Given request
Gather and copy out every line in the listing below that contains the string "green". The match is case-sensitive.

--- START Raw records ---

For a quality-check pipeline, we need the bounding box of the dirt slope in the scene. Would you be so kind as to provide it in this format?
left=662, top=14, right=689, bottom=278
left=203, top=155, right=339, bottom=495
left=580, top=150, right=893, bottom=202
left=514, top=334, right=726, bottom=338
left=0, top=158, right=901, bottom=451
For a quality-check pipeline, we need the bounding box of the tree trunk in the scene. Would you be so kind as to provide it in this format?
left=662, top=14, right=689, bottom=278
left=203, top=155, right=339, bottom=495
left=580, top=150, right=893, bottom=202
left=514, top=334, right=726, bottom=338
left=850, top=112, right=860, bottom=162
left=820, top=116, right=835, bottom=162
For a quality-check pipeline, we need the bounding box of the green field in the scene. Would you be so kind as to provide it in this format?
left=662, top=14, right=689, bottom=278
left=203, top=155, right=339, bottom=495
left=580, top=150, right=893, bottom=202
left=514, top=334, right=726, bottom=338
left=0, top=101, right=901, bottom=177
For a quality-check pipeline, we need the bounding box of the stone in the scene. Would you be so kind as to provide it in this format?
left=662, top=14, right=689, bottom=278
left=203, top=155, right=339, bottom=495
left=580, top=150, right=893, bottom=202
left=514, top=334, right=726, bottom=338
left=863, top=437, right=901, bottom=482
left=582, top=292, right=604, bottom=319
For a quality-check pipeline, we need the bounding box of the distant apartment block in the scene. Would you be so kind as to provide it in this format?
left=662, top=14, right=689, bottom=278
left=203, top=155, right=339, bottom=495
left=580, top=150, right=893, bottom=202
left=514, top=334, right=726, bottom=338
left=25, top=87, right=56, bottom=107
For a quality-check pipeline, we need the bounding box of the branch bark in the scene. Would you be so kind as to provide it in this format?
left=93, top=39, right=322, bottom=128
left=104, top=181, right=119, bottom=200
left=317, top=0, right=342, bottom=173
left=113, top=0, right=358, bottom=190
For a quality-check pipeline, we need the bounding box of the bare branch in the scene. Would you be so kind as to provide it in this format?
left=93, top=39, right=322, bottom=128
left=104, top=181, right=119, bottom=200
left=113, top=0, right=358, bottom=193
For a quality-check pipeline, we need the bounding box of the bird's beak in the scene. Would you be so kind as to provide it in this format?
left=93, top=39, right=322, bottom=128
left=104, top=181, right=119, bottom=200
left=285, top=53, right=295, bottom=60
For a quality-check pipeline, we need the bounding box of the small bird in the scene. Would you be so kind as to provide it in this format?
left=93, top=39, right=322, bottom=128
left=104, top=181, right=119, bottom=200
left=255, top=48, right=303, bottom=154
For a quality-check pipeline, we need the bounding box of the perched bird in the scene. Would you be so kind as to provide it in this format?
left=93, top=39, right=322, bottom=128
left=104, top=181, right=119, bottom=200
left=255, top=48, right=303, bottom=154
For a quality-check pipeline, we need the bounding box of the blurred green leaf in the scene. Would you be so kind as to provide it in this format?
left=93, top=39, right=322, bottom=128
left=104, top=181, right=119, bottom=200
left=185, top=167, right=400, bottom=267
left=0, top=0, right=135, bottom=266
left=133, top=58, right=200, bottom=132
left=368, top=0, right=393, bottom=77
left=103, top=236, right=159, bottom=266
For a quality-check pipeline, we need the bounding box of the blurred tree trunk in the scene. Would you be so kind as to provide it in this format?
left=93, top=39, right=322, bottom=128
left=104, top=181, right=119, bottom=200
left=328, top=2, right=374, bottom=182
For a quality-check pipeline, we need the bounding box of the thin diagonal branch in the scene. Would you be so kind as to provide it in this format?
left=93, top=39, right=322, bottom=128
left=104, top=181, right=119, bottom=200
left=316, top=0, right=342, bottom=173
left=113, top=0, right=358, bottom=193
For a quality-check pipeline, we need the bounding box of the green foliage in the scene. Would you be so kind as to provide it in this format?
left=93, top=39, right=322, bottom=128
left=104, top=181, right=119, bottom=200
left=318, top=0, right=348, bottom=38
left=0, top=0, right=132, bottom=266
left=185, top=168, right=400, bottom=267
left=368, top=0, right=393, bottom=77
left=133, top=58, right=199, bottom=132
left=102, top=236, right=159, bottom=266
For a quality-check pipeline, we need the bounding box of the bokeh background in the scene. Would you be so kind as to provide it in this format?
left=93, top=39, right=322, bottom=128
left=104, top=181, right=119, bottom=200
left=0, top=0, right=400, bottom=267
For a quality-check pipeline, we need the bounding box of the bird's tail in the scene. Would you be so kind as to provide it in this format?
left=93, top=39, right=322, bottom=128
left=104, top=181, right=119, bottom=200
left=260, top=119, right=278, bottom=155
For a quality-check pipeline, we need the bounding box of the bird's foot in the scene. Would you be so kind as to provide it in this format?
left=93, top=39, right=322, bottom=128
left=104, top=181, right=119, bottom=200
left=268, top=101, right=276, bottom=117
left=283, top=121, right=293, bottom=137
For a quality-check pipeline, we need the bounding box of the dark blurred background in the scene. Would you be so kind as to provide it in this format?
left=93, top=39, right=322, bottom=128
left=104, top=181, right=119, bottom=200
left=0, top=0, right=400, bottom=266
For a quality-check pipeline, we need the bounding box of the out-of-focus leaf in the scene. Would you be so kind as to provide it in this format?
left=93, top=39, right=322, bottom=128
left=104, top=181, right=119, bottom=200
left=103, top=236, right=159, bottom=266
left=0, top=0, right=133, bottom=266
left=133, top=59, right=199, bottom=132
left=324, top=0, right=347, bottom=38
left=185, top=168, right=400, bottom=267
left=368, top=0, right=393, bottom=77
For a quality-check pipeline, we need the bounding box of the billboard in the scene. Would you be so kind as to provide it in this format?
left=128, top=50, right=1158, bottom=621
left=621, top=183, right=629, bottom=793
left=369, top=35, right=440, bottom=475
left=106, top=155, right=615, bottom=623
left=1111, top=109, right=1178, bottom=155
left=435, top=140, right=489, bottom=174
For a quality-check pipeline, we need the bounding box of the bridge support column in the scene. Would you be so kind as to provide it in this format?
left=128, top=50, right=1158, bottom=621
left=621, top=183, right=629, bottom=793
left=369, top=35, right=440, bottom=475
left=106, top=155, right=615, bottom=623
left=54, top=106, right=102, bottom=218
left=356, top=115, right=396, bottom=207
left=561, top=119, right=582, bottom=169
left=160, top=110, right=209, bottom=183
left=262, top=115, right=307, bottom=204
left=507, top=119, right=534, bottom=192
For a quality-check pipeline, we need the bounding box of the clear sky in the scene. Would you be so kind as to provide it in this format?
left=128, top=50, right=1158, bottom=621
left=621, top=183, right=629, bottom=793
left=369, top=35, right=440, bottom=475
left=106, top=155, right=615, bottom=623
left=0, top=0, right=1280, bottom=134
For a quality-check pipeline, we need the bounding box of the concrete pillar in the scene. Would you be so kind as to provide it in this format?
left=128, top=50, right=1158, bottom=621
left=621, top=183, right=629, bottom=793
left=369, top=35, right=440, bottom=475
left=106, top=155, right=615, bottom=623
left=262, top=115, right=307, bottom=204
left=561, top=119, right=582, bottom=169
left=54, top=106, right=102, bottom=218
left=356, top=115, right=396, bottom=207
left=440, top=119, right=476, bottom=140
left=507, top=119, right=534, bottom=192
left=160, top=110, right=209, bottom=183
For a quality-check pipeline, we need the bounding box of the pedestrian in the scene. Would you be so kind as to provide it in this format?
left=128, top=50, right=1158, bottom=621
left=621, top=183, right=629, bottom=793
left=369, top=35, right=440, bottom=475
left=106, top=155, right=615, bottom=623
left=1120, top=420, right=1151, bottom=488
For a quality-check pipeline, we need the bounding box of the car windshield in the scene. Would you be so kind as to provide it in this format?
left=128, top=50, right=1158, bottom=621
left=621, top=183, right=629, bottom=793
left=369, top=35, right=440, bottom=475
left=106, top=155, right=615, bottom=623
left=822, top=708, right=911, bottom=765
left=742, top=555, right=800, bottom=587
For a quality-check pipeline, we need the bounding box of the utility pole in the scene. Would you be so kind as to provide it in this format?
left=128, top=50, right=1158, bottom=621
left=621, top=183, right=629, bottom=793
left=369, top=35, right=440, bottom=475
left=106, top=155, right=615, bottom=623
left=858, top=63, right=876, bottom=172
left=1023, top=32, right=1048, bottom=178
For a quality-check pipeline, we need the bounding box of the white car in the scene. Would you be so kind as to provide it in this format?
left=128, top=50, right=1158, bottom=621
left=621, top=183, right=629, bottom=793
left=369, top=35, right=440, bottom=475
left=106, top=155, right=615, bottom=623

--- END Raw records ---

Finished answer
For a quality-check pipeline, we need the bounding box of the green field in the scene. Would you be so kind as to provide it in this format?
For a quality-check pipeline, we need the bounding box of the blurred green leaf in the scene. Would you be so kind as to provide it in this format?
For a quality-check pipeline, we need the bounding box of the green foliage in the scene. Would you be so kind as to provide it in this format?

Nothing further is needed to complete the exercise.